**問題文**
以下のレコードのうち、「Provide the polygon of every instance of the cabinet」を含む行で始まり「M20 333L0 328L0 445L24 445Z」を含む行で終わる部分を、両端の行も含めて一字一句変えずに書き写してください。

**処理対象データ**
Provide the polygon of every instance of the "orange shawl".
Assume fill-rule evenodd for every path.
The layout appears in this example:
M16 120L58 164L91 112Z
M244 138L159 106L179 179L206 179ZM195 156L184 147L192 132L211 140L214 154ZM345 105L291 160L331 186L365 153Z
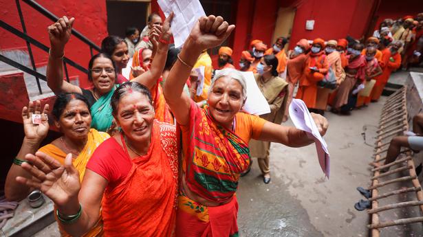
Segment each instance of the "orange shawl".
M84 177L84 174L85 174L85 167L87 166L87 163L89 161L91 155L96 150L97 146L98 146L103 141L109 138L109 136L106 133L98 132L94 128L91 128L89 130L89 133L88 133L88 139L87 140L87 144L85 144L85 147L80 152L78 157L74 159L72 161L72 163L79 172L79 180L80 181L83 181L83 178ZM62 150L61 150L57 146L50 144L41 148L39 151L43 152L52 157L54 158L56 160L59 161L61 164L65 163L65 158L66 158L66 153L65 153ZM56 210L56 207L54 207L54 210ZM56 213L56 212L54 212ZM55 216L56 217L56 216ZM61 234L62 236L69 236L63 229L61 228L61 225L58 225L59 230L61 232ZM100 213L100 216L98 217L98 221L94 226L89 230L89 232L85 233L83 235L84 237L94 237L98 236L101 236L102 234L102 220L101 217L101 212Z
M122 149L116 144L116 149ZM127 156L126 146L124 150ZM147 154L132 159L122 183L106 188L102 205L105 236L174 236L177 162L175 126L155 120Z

--

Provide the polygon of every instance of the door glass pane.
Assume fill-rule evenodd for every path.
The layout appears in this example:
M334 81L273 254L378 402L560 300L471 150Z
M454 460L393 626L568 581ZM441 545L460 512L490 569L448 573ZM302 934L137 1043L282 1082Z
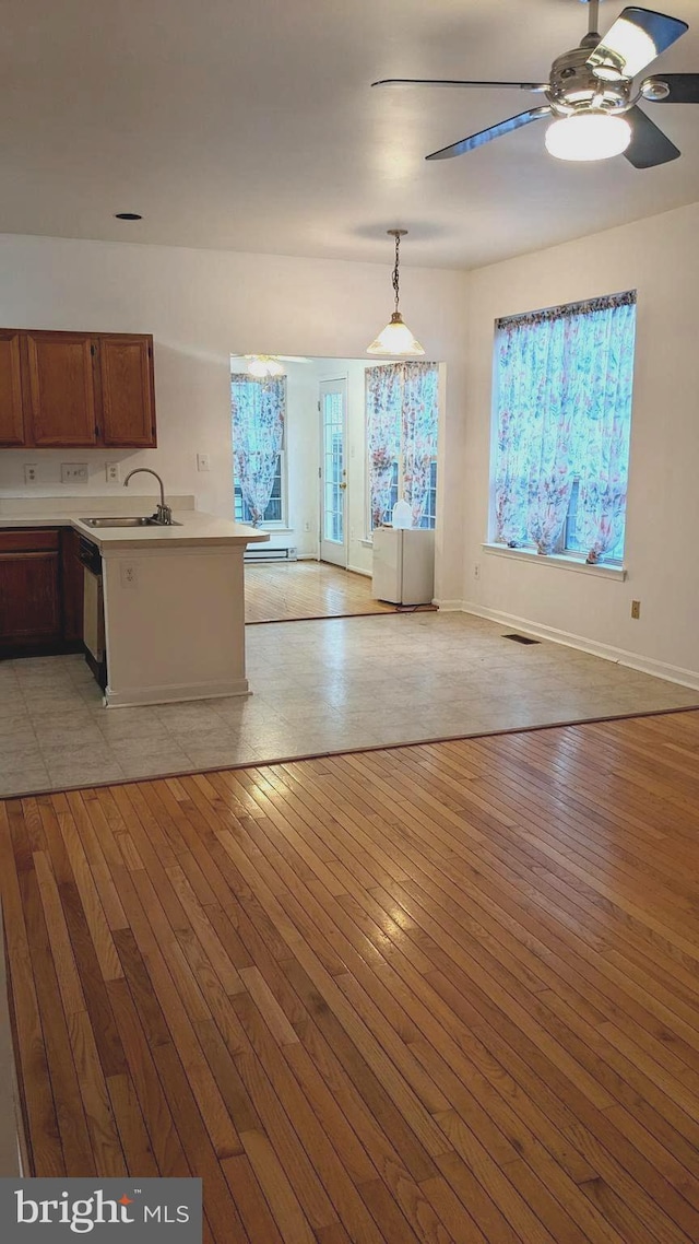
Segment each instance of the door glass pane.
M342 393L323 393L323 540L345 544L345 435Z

* * *

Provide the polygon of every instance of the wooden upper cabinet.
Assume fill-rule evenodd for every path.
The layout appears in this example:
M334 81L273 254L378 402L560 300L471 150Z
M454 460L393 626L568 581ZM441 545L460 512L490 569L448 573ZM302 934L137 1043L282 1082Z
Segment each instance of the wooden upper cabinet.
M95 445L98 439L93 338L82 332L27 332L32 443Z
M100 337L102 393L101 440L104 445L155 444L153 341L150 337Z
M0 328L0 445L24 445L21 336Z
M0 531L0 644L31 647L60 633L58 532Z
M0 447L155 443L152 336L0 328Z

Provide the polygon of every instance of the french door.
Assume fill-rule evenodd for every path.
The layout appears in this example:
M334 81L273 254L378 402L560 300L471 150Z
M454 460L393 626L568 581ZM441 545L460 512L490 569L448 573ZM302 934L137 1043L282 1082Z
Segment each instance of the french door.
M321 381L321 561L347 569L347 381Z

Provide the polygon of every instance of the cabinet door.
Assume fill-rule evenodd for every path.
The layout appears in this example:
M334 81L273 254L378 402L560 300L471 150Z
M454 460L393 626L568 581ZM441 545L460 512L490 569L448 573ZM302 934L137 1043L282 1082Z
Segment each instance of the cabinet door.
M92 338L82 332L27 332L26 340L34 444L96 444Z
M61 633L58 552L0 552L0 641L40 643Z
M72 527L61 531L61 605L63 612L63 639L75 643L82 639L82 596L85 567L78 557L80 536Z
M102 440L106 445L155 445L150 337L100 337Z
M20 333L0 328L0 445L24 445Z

**解答出力**
Provide the polygon of every instance of the cabinet door.
Assume fill-rule evenodd for every path.
The layout appears in this example:
M334 81L273 254L378 402L560 300L471 150Z
M454 460L393 626L568 581ZM441 545L460 512L490 569L448 573ZM302 934L137 1043L282 1082Z
Segment each instance of the cabinet door.
M92 338L82 332L27 332L26 340L34 444L96 444Z
M61 633L58 552L0 552L0 641L40 643Z
M72 527L61 531L61 605L63 612L63 639L75 643L82 639L82 596L85 567L78 557L80 536Z
M102 440L106 445L155 445L150 337L100 337Z
M20 333L0 328L0 445L24 445Z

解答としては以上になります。